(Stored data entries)
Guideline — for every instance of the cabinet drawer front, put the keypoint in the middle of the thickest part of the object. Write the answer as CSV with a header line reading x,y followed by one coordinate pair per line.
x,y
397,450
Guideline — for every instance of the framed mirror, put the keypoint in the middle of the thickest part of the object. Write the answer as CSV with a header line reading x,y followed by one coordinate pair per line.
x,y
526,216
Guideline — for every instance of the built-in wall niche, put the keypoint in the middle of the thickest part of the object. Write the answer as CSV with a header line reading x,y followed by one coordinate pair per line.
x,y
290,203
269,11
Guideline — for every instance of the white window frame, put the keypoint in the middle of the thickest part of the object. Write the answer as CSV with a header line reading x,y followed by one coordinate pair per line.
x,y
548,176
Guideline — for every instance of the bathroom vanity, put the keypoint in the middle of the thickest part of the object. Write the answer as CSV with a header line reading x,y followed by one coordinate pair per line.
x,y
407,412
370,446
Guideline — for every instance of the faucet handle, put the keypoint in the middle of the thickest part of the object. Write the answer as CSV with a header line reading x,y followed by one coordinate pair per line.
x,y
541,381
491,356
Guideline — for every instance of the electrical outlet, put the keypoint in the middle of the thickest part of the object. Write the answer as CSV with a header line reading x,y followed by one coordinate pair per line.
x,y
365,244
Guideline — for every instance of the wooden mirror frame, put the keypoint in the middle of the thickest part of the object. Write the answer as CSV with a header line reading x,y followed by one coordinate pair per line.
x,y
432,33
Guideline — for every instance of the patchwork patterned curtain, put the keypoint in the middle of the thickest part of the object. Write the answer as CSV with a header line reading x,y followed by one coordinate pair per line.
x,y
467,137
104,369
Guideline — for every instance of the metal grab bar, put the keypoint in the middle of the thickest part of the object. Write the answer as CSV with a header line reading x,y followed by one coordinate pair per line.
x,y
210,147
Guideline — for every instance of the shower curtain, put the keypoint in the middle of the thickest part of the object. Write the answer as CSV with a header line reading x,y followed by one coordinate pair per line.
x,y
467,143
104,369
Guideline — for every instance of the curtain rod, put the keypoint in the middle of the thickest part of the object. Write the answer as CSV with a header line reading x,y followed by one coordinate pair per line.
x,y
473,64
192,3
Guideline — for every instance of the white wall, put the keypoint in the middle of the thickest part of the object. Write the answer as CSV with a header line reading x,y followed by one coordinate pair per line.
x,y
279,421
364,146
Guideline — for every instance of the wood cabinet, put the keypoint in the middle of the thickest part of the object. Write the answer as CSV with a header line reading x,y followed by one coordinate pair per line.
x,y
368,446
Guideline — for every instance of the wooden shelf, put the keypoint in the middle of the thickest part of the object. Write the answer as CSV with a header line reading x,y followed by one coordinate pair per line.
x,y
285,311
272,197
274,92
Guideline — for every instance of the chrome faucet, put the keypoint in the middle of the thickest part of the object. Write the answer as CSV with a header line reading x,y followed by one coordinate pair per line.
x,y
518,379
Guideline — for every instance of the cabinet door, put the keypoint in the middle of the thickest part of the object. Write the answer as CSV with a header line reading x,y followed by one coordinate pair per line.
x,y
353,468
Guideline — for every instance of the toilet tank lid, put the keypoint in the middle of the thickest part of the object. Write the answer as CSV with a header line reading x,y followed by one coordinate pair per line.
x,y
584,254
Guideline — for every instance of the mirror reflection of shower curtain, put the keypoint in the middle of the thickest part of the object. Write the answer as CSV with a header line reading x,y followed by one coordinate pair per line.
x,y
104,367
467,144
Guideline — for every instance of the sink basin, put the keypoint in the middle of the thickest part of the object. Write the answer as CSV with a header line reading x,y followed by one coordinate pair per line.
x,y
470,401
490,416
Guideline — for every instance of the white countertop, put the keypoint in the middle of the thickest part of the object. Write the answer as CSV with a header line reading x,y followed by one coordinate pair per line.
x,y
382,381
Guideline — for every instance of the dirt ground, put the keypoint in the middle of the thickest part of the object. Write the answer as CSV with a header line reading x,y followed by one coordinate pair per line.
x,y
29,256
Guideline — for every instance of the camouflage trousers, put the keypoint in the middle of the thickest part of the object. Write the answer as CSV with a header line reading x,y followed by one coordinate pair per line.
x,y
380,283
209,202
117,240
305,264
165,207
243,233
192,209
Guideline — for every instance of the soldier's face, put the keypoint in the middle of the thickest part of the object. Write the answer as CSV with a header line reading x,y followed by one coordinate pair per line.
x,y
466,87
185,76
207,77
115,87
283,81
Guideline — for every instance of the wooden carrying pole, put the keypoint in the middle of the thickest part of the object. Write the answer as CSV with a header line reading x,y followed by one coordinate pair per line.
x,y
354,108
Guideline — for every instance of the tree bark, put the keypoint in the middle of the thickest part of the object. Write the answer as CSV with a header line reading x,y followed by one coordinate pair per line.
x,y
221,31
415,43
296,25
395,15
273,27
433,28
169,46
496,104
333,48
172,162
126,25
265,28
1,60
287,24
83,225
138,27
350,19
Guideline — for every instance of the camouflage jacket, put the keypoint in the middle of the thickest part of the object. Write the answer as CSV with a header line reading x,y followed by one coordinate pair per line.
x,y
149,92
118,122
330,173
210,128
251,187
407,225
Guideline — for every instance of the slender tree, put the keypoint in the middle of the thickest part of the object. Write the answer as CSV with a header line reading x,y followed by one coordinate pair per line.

§ **EXERCISE REQUIREMENTS**: A faithful, word-for-word copy of the data is the expected answer.

§ **RESPONSE TO THIS TASK**:
Guideline — for every instance of the cabinet drawer front, put the keypoint in the middle of the thickest part of the object. Write the answer as CSV with a header line reading x,y followed by one coordinate pair per line.
x,y
397,450
Guideline — for every instance of the framed mirror, put the keypoint in the middle of the thickest part of the object. Write the answer as CSV with a header line reading x,y followed by one coordinate pair per line.
x,y
526,216
Guideline — for every instance of the built-in wall niche, put the keypoint in the middle of the thickest part of the object. Write the answer as CSV with a header line reading x,y followed by one coordinate pair per line.
x,y
290,203
269,11
Guideline — for every instance of the white window frame, put the keypoint in the middle of the thickest part of the object. Write the answer as CSV with a header line reading x,y followed by one coordinate pair per line.
x,y
548,176
Guideline — for every instance of the bathroom vanity, put the keypoint in the middle of the thickest part of the object. Write the answer as CSV with a header line reading x,y followed by one coordinate pair per line.
x,y
407,412
370,446
Guideline — for every instance of the faucet handle, put the keypoint in the middle of the thickest part of the object. Write the answer as CSV with a header line reading x,y followed by one coordinate pair per line.
x,y
541,381
491,356
Guideline — for every instance of the electrical outlet, put the keypoint in the middle of the thickest part of the object. Write the answer as CSV with a header line reading x,y followed by one coordinate pair per line.
x,y
365,244
Guideline — for every instance of the wooden mirror frame, put the keypoint in the middle of the thickest part of the object. Write the answer as CSV with a header line reading x,y followed by one coordinate pair per line.
x,y
432,33
Guideline — for every instance of the patchwork patterned curtain, put the keypoint in the middle of the thickest part of the object. Write the answer as CSV with a header line reading x,y followed by one coordinate pair per line.
x,y
467,137
104,369
Guideline — for every instance of the metal grab bar, put the keypoint in the middle of the thickest part of the object. Write the answer as CSV with a header line reading x,y followed by one coordinate pair per line.
x,y
210,147
Guideline — for every instance of the shower curtain, put the keypoint in the middle of the thickest part of the object. Write the answer as CSV with a header line reading x,y followed by one coordinate pair per line.
x,y
467,143
104,369
Guideline — for every instance of the curtain rod, put the keypoint in the middle of the thickest part of the object. Write the answer as CSV with a header line reading x,y followed by one coordinate pair per line.
x,y
473,64
192,3
Guideline — for every instance of the white wall, put the keypoint in the middle of the thickest part of the object. Write the answer as CSV with a header line reading x,y followed by one coordinate pair per line.
x,y
279,421
364,146
Guideline — for every instance of the wood cabinet, put the keypoint in the middle of the thickest part of the object. Write the answer as CSV with a header line reading x,y followed by one coordinate pair per line.
x,y
368,446
Guideline — for every instance of the wooden shelf, put the keypoint in the middle of the thickest part of the object. Write the answer as CSV with a header line reading x,y followed by one coordinate pair per line.
x,y
285,311
272,197
274,92
Guideline — for every instance of the chrome faucet, put the keypoint in the middle of the thickest part of the object. Write the answer as CSV with a header line reading x,y followed by one coordinate pair per line.
x,y
518,379
Guideline — for every instance of the cabinet door, put the keypoint in the middle of the thickest part of the object. Write the answer as CSV with a header line reading x,y followed by one coordinate pair per line.
x,y
353,468
Guideline — for every instance of the toilet tank lid, put the keypoint in the middle of the thickest part of the object. Write the answer as CSV with a header line reading x,y followed by one coordinate pair per line.
x,y
584,254
Guideline — for every instance of the mirror reflection of shower curtain, put the keypoint in the middle of the thickest part of the object. Write the answer as CSV with a header line reading x,y followed by one coordinate pair per line.
x,y
104,367
467,144
Guideline — for every instance of the sink basin, put the keypoint in the middle of the thickest part of the object. Write the answer as CSV with a header line reading x,y followed by one coordinate pair per line.
x,y
470,401
490,416
Guideline — for every instance of the white countertop, put the keypoint in the middle of the thickest part of the object. Write the answer as CSV with a header line reading x,y followed by one coordinate pair per line.
x,y
382,381
Guideline — for every instance of the dirt ground, put the keypoint in the middle of the thickest part of the object. Write the answer as CSV with a header line reading x,y followed by one coordinate pair per line.
x,y
29,256
Guideline — for every instance of the camouflage trousers, put the keypoint in the middle of the thickest part of the object. Write the answer as CSV with a header line reading x,y followed by one coordinate pair per line.
x,y
380,283
209,202
117,240
305,264
165,207
243,233
192,209
Guideline — for every instance of the soldier's face, put the keypoint in the middle of the thickest part of the object. Write the answer as CSV with a header line reading x,y followed by one coordinate pair per line.
x,y
466,87
185,76
207,77
115,87
283,81
Guideline — for every instance of the wooden carrying pole, put the keypoint in the middle of the thickest part of the object. Write the answer as CSV with a header line reading x,y followed by one coordinate pair per line.
x,y
354,108
Guideline — for every instance of the tree bark, put the keypoint in the middle of the thickest part of the object. Write the answer as CSV with a header line reading x,y followed by one coordinate pair per line.
x,y
221,31
415,43
296,25
395,15
273,27
433,28
169,46
496,104
333,48
172,162
126,25
265,28
1,60
287,24
83,225
138,27
350,19
Guideline — for every instance of the camouflage jacket, put the keypoint in the middle of the thickest part of the object. Write the answer as CSV with a header line reading x,y followed by one coordinate pair per line.
x,y
149,92
118,122
330,173
210,128
251,187
407,225
Guideline — for every instance of the slender tree, put the keypoint in the middle of the thickest part of the object. Write the answer as CSV with a header line reading x,y followed by one coordinate pair per line.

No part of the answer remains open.